Stored items:
|---|
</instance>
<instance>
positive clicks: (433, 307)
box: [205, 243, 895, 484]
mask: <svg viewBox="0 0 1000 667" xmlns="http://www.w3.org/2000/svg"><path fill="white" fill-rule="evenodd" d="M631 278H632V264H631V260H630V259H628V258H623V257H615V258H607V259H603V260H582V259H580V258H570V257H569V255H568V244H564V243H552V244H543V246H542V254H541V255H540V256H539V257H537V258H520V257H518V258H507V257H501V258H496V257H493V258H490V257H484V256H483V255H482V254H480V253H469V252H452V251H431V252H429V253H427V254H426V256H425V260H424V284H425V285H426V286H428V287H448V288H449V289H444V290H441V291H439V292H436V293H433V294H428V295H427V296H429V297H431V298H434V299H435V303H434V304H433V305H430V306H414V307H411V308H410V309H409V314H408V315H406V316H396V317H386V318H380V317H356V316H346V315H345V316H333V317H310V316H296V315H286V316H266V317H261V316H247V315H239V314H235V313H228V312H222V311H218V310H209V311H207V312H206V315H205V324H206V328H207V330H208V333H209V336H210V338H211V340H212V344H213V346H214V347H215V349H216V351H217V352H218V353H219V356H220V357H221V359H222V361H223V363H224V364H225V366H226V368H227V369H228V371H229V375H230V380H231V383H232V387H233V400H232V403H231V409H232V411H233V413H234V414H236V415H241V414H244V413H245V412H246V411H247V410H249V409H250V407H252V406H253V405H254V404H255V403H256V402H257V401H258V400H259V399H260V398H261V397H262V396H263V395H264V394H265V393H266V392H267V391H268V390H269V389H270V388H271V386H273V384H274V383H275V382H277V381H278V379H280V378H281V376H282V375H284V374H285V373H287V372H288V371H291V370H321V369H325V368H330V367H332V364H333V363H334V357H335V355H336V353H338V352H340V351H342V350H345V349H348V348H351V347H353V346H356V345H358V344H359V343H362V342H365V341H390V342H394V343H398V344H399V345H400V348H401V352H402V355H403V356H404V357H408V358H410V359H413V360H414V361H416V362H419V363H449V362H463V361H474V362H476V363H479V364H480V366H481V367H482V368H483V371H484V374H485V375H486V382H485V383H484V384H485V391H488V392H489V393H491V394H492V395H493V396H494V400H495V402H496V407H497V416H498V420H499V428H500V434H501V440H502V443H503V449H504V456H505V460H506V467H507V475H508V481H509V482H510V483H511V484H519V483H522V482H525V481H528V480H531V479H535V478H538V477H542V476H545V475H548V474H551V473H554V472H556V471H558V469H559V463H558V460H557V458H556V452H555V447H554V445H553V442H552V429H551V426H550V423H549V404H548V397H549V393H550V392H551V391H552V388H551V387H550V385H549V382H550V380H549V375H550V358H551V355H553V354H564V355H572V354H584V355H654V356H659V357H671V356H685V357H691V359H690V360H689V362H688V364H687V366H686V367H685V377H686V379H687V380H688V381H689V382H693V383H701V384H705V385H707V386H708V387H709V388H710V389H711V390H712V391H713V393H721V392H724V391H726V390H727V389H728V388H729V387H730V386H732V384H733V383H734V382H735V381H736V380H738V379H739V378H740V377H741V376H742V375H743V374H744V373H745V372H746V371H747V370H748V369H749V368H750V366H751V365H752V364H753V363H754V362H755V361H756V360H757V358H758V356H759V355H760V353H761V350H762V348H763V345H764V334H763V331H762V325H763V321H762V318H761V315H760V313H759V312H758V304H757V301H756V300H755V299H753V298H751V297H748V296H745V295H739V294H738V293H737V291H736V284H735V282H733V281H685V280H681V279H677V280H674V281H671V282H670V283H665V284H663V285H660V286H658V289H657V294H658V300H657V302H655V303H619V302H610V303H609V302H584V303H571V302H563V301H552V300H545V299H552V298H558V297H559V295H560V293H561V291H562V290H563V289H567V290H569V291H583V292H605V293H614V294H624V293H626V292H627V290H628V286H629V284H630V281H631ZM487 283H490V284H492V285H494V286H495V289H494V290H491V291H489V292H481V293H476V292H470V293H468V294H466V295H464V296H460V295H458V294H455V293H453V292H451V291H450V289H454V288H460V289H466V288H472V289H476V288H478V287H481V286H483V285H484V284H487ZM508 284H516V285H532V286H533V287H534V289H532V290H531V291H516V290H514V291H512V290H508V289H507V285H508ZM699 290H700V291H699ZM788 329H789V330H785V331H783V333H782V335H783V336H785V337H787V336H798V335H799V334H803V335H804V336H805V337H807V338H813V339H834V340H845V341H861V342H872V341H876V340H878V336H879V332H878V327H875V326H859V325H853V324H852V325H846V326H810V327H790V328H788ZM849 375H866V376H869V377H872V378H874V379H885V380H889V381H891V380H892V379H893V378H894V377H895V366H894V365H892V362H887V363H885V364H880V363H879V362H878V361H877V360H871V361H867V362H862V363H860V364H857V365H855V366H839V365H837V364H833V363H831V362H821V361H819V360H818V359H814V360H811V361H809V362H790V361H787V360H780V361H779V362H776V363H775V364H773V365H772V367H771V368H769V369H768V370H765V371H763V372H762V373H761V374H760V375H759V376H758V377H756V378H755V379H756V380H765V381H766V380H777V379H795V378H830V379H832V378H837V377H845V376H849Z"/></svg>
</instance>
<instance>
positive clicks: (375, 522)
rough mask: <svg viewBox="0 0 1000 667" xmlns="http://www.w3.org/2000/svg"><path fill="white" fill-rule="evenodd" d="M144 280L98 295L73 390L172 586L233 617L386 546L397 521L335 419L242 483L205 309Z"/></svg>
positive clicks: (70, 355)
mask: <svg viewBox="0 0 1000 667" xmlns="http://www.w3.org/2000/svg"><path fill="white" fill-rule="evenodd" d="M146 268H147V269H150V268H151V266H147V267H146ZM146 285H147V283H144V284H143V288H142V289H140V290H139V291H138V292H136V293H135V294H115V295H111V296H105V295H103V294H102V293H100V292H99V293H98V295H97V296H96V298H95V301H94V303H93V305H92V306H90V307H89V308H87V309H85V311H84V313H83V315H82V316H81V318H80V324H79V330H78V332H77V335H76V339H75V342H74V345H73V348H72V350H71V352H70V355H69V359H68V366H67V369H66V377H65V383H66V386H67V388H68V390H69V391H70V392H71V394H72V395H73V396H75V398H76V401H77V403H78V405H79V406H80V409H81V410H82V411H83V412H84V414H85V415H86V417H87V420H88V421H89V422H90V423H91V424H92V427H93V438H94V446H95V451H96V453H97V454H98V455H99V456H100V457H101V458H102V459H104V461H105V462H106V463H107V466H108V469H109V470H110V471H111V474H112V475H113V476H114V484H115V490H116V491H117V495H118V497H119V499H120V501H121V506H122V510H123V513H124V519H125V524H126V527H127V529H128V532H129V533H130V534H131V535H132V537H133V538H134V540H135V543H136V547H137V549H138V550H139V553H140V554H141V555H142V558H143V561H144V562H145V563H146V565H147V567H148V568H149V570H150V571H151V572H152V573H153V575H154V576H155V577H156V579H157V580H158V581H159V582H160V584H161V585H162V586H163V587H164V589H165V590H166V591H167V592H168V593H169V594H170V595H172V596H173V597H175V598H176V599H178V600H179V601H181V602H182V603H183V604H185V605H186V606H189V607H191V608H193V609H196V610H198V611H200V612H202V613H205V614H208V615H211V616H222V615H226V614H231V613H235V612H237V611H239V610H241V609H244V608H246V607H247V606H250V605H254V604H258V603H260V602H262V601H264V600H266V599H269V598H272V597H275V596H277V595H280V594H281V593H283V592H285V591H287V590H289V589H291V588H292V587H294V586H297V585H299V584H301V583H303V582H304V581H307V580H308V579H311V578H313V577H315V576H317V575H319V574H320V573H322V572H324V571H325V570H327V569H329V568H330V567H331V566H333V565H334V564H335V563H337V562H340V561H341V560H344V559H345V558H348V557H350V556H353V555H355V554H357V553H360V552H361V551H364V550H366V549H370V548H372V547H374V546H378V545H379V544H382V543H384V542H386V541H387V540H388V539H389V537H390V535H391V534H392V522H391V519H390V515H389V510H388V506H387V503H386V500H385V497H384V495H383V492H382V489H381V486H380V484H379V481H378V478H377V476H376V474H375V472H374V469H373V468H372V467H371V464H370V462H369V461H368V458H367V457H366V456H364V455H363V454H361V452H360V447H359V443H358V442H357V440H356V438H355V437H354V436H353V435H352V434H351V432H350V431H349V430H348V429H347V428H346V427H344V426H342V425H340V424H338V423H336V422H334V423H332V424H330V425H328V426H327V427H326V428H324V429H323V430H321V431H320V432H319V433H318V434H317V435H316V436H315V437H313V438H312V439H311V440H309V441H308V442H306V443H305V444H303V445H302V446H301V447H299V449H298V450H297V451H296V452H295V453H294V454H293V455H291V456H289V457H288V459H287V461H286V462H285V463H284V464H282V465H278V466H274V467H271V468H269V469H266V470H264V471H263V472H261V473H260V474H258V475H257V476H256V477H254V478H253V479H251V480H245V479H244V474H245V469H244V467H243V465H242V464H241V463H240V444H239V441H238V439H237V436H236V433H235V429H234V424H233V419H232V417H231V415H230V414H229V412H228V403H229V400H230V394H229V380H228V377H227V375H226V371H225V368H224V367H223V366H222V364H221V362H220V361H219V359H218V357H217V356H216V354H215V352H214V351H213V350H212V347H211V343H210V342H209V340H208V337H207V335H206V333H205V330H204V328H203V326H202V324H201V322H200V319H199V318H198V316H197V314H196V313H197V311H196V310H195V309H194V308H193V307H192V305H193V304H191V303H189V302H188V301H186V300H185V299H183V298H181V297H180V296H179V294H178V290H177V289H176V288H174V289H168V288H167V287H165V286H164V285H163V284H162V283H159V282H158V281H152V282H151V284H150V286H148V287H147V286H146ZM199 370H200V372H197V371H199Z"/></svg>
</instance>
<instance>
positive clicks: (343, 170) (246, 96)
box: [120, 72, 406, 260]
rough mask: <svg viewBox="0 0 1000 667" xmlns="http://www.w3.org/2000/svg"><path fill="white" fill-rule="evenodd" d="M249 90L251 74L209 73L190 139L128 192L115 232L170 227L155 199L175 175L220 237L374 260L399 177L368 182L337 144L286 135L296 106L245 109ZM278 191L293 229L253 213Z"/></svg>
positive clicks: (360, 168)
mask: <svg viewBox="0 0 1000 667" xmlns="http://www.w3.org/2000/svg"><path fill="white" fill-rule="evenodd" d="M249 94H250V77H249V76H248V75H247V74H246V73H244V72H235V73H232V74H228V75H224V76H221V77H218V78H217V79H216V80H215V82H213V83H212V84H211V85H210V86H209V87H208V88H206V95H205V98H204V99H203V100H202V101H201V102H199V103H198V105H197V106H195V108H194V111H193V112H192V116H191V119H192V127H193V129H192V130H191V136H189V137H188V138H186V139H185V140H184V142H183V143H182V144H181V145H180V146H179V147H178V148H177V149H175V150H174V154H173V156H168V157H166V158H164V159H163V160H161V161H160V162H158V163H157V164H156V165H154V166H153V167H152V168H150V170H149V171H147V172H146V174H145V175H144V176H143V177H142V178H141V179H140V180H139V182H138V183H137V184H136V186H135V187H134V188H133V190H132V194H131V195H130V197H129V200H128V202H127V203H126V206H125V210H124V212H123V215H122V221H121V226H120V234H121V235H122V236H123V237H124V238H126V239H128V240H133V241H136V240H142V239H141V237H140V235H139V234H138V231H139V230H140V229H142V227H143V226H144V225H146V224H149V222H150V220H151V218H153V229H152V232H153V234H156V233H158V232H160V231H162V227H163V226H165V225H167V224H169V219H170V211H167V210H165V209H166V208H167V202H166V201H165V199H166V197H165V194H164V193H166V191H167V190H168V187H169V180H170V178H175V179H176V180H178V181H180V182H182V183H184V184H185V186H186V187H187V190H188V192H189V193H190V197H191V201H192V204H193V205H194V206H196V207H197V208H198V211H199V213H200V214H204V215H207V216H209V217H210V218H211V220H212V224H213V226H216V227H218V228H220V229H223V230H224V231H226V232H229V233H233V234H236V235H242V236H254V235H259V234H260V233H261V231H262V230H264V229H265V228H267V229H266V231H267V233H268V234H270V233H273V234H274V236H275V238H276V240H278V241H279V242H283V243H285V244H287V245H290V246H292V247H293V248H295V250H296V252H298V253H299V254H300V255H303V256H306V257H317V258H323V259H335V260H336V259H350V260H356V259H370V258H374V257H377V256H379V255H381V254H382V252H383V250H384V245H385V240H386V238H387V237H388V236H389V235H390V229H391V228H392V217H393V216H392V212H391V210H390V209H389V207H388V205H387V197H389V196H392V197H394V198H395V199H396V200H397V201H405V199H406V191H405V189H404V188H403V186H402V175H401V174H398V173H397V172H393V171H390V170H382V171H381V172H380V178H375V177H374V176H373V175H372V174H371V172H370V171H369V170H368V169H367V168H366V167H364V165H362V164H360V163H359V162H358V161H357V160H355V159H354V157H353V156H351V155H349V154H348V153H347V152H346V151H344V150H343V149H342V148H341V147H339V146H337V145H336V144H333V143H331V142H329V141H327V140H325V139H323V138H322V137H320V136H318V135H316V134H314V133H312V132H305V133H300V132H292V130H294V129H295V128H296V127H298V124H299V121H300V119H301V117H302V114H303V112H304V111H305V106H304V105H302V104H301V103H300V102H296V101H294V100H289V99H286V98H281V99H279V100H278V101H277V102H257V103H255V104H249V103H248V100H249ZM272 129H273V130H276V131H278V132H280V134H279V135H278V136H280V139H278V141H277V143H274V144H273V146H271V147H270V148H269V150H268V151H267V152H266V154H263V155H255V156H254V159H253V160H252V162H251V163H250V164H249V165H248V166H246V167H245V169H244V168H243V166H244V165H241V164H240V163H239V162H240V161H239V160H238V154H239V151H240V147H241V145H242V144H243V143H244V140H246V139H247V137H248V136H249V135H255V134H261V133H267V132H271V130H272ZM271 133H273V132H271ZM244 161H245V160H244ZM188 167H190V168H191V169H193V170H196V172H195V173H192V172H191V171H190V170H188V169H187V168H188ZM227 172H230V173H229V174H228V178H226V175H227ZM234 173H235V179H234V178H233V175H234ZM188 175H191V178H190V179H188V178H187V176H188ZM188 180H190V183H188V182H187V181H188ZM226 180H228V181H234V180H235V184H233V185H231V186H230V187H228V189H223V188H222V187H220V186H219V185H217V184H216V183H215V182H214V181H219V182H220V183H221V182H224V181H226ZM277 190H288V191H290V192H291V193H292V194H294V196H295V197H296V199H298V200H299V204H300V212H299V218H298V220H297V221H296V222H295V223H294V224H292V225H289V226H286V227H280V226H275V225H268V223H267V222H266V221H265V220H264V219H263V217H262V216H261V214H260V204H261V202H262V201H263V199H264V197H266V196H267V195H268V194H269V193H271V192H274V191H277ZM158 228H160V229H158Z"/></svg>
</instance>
|---|
> WORK INSTRUCTIONS
Show every line above where "rough" is found.

> SOLUTION TO THE PROBLEM
rough mask: <svg viewBox="0 0 1000 667" xmlns="http://www.w3.org/2000/svg"><path fill="white" fill-rule="evenodd" d="M144 280L98 295L73 390L172 586L233 617L386 546L397 521L335 419L242 483L205 309Z"/></svg>
rough mask: <svg viewBox="0 0 1000 667" xmlns="http://www.w3.org/2000/svg"><path fill="white" fill-rule="evenodd" d="M249 90L251 74L209 73L190 139L128 192L115 232L170 227L155 199L175 175L220 237L374 260L399 177L368 182L337 144L286 135L296 106L245 109ZM278 191L293 229L253 213Z"/></svg>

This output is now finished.